» **Stated problem**:
Update the lines that begin at the one containing "reflection in water." and stop after the one containing "column 146, row 159": write them out again with "building" changed to "tower" and nothing else altered.

» **Source data**:
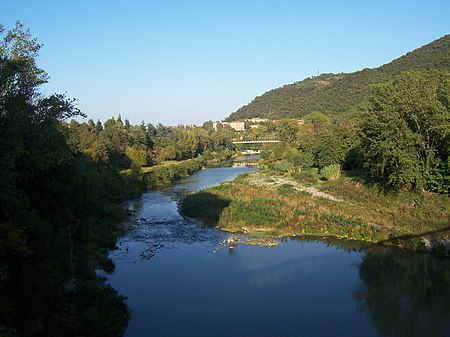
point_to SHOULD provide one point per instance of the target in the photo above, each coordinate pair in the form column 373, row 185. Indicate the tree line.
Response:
column 399, row 137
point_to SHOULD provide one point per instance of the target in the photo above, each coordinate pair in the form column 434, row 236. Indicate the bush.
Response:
column 332, row 172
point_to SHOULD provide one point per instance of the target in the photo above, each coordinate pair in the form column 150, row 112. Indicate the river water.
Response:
column 181, row 280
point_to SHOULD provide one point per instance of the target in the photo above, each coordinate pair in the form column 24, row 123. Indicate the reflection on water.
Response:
column 405, row 294
column 180, row 281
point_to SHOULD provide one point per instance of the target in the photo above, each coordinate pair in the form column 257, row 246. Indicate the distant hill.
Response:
column 335, row 94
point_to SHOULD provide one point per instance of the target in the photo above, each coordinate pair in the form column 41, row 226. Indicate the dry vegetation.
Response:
column 263, row 204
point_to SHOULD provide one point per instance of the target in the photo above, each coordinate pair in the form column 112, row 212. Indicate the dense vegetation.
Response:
column 57, row 219
column 397, row 144
column 263, row 204
column 148, row 156
column 60, row 186
column 337, row 94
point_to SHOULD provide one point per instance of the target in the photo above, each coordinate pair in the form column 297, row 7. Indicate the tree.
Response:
column 407, row 128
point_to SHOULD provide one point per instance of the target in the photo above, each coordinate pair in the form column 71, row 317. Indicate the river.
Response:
column 180, row 280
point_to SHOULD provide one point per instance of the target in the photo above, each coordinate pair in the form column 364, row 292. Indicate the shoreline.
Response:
column 262, row 205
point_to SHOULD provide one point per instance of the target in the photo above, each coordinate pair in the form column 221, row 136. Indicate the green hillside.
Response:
column 335, row 94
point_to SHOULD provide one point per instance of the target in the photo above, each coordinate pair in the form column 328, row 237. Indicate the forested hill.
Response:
column 335, row 94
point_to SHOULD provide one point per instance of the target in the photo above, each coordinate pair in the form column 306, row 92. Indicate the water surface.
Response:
column 181, row 280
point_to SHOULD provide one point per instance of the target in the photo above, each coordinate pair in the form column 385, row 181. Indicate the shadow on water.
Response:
column 403, row 293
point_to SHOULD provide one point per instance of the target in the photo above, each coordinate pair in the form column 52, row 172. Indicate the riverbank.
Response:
column 262, row 204
column 167, row 172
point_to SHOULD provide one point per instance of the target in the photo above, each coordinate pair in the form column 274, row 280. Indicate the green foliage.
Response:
column 331, row 172
column 58, row 219
column 336, row 94
column 204, row 205
column 256, row 212
column 406, row 129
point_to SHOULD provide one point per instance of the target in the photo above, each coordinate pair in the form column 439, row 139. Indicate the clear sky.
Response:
column 182, row 62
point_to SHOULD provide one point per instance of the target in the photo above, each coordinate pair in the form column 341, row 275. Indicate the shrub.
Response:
column 332, row 172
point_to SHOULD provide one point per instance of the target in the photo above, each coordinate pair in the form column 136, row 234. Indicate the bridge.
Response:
column 260, row 141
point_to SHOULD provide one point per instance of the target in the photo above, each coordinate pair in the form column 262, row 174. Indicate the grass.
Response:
column 363, row 214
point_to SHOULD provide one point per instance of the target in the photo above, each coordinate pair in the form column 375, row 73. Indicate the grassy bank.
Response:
column 263, row 204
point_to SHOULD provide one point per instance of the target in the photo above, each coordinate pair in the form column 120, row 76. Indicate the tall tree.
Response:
column 407, row 128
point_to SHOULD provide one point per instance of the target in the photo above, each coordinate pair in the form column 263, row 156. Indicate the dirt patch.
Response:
column 262, row 180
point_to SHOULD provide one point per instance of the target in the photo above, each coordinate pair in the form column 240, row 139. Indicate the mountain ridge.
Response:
column 336, row 94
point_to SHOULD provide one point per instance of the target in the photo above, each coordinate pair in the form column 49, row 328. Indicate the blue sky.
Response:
column 190, row 61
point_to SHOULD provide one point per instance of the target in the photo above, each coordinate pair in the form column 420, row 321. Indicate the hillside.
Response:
column 335, row 94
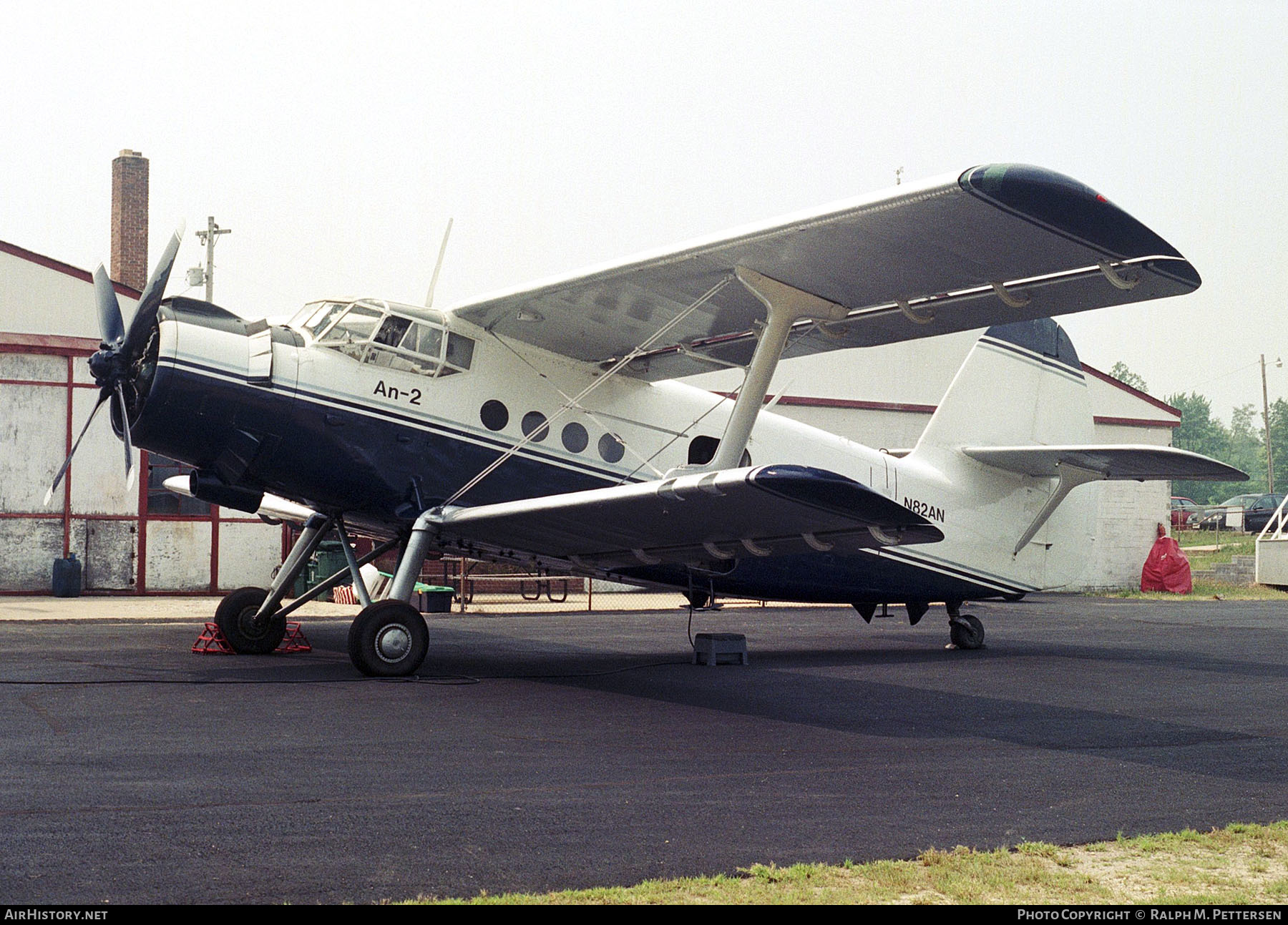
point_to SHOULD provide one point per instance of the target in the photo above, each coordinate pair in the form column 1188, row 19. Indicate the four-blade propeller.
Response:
column 116, row 363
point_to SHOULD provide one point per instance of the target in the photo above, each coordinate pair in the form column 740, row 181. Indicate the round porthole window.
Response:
column 534, row 426
column 611, row 449
column 575, row 437
column 494, row 415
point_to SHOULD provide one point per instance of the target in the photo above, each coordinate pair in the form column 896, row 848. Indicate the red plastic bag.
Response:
column 1166, row 569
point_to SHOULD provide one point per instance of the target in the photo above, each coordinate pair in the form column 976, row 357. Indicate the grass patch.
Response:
column 1238, row 865
column 1204, row 590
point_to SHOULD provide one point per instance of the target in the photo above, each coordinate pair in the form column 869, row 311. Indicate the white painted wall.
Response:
column 248, row 554
column 36, row 299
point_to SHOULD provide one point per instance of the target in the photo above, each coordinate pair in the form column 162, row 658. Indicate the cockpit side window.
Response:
column 357, row 325
column 371, row 333
column 392, row 331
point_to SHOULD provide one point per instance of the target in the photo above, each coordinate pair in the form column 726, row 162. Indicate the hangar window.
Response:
column 388, row 334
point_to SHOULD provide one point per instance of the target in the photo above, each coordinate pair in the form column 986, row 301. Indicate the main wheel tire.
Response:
column 966, row 632
column 236, row 620
column 388, row 640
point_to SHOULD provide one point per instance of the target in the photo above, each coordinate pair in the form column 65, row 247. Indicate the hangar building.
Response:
column 140, row 542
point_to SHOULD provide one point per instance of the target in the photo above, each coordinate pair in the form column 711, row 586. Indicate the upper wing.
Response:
column 696, row 519
column 1112, row 463
column 995, row 245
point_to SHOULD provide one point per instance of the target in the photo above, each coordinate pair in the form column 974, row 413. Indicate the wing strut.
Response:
column 785, row 305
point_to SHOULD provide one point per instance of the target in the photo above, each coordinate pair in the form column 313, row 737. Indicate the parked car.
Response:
column 1242, row 512
column 1225, row 516
column 1183, row 509
column 1260, row 512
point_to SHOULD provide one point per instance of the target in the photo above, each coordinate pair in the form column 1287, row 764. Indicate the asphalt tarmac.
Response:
column 555, row 751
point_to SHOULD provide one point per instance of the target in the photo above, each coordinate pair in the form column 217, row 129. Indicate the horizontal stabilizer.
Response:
column 696, row 519
column 1111, row 463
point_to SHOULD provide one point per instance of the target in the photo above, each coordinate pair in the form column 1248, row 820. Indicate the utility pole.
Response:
column 208, row 238
column 1265, row 416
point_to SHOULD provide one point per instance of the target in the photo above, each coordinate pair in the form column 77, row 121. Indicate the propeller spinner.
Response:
column 116, row 362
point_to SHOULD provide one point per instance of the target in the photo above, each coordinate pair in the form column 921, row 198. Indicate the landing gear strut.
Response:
column 965, row 630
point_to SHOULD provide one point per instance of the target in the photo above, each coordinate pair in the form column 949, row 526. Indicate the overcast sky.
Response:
column 335, row 141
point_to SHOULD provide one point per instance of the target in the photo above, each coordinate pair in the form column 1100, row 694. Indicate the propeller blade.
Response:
column 109, row 323
column 151, row 299
column 102, row 397
column 125, row 436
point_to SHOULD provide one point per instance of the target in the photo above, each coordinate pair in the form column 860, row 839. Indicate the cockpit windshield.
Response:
column 388, row 334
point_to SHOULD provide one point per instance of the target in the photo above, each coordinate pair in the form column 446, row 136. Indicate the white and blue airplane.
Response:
column 544, row 424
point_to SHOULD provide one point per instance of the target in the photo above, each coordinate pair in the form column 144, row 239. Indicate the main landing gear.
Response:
column 386, row 640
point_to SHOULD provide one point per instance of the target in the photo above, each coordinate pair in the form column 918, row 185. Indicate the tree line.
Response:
column 1242, row 444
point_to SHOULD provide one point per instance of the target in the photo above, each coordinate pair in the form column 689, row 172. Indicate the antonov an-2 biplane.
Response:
column 544, row 424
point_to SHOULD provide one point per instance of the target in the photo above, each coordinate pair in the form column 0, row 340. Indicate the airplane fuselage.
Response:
column 323, row 428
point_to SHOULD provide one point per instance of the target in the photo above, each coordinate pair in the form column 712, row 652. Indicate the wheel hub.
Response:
column 393, row 643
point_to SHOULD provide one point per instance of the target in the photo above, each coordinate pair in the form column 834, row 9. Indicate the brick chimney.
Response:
column 130, row 220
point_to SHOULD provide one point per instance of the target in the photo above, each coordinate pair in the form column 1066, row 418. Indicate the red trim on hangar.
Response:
column 75, row 349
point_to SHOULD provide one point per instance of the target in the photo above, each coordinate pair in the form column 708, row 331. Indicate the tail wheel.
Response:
column 236, row 620
column 388, row 640
column 966, row 632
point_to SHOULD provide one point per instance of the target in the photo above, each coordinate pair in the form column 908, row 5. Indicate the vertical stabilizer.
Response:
column 1020, row 386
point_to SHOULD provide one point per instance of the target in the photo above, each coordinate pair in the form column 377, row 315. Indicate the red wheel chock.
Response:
column 294, row 640
column 212, row 642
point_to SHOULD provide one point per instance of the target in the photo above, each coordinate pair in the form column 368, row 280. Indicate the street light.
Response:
column 1265, row 416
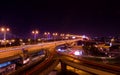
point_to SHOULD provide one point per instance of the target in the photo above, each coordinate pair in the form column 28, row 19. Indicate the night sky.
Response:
column 93, row 18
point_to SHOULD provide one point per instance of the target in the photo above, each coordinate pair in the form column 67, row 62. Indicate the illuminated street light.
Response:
column 62, row 36
column 35, row 32
column 5, row 30
column 55, row 35
column 47, row 35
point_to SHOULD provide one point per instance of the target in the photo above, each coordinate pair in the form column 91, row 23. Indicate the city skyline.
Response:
column 94, row 18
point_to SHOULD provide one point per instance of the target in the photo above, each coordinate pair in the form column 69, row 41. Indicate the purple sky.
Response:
column 94, row 18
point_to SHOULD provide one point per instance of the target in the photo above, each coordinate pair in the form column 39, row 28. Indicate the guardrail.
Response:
column 107, row 67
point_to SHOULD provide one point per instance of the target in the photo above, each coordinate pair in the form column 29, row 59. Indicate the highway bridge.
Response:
column 52, row 58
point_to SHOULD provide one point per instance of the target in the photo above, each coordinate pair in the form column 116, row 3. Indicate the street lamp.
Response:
column 47, row 35
column 54, row 35
column 62, row 36
column 35, row 32
column 5, row 30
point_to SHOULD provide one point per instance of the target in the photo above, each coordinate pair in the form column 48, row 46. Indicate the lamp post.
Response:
column 55, row 35
column 5, row 30
column 47, row 35
column 62, row 36
column 35, row 32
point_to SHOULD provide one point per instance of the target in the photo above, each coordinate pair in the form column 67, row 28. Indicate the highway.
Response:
column 12, row 53
column 51, row 60
column 89, row 66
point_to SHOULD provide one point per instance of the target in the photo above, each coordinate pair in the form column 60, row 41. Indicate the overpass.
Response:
column 13, row 53
column 51, row 62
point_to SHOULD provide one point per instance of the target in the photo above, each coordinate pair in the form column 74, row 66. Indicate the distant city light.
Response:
column 78, row 53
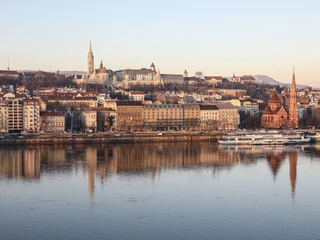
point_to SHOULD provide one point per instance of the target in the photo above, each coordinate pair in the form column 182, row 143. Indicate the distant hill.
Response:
column 263, row 79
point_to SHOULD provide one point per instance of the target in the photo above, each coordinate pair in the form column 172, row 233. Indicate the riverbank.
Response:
column 87, row 138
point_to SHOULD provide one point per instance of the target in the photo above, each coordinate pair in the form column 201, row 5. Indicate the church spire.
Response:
column 90, row 60
column 293, row 84
column 293, row 110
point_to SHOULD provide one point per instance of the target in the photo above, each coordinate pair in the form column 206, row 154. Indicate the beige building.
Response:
column 163, row 116
column 129, row 115
column 52, row 122
column 4, row 117
column 15, row 116
column 233, row 92
column 89, row 120
column 209, row 117
column 191, row 116
column 136, row 96
column 229, row 116
column 129, row 77
column 31, row 115
column 68, row 102
column 172, row 78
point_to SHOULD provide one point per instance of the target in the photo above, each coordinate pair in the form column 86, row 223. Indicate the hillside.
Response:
column 263, row 79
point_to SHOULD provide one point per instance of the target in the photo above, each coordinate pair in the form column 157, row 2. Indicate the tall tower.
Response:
column 293, row 111
column 185, row 74
column 293, row 158
column 90, row 60
column 152, row 67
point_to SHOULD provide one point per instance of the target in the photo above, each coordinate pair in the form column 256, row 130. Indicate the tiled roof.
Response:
column 52, row 114
column 225, row 105
column 213, row 77
column 208, row 107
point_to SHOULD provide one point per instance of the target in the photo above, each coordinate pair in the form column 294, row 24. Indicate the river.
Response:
column 196, row 190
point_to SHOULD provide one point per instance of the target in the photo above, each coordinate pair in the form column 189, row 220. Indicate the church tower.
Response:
column 185, row 74
column 90, row 60
column 293, row 110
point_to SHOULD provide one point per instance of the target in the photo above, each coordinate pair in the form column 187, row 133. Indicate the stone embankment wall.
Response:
column 102, row 138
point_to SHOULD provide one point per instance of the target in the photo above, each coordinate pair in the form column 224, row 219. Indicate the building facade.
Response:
column 163, row 116
column 52, row 122
column 31, row 115
column 209, row 117
column 228, row 116
column 129, row 115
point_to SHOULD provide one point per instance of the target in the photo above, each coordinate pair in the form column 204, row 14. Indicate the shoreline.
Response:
column 112, row 138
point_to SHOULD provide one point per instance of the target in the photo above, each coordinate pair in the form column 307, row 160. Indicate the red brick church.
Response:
column 275, row 114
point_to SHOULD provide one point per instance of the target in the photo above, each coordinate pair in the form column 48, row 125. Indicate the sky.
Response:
column 218, row 38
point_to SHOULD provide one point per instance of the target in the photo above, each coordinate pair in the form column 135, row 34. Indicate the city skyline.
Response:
column 213, row 37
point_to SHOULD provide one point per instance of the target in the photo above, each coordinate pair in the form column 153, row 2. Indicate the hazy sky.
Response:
column 215, row 37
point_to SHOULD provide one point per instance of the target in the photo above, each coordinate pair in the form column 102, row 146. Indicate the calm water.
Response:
column 160, row 191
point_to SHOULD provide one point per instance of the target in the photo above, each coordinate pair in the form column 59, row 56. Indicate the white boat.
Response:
column 264, row 138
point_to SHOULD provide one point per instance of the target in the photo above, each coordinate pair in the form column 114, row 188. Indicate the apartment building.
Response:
column 191, row 116
column 15, row 115
column 228, row 116
column 163, row 116
column 52, row 122
column 209, row 117
column 129, row 115
column 4, row 117
column 31, row 115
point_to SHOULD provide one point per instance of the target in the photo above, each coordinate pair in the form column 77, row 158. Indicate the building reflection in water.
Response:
column 146, row 159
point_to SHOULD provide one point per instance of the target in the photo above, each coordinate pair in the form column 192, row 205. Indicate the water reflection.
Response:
column 98, row 161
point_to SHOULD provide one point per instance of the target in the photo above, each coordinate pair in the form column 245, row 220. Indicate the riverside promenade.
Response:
column 73, row 138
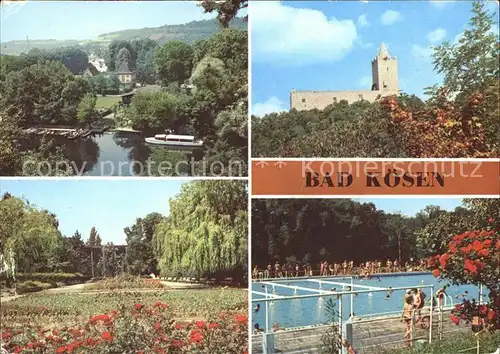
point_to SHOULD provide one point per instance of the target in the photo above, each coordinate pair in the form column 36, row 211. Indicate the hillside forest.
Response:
column 202, row 91
column 459, row 118
column 204, row 235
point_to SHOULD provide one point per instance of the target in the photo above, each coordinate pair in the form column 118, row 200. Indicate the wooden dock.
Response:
column 370, row 336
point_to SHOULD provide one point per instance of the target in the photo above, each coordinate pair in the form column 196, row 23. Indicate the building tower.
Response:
column 385, row 71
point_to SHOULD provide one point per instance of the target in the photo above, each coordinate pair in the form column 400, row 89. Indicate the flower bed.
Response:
column 134, row 329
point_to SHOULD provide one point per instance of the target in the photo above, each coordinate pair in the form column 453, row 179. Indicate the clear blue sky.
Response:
column 329, row 45
column 109, row 205
column 86, row 20
column 411, row 206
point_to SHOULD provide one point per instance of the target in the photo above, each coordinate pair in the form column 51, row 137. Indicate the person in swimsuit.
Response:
column 407, row 317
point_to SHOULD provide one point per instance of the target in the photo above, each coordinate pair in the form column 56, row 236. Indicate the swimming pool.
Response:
column 312, row 311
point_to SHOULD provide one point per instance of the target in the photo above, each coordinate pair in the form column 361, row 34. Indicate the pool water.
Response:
column 313, row 311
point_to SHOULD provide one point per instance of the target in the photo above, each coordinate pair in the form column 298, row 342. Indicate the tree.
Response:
column 226, row 10
column 86, row 109
column 174, row 62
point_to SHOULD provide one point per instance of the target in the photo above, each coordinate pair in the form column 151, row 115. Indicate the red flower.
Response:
column 477, row 246
column 200, row 324
column 107, row 336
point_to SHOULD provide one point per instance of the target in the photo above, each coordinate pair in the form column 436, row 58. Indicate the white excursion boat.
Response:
column 174, row 140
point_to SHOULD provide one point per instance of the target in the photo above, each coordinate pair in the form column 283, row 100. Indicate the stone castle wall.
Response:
column 305, row 100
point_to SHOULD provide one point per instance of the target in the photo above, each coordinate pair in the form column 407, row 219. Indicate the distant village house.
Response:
column 98, row 63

» **Problem solution**:
point_to SHOULD provide one point per instance of the target in the photo above, each coordinate pair in the form column 77, row 158. Indicate the tower reflection in water.
Response:
column 146, row 159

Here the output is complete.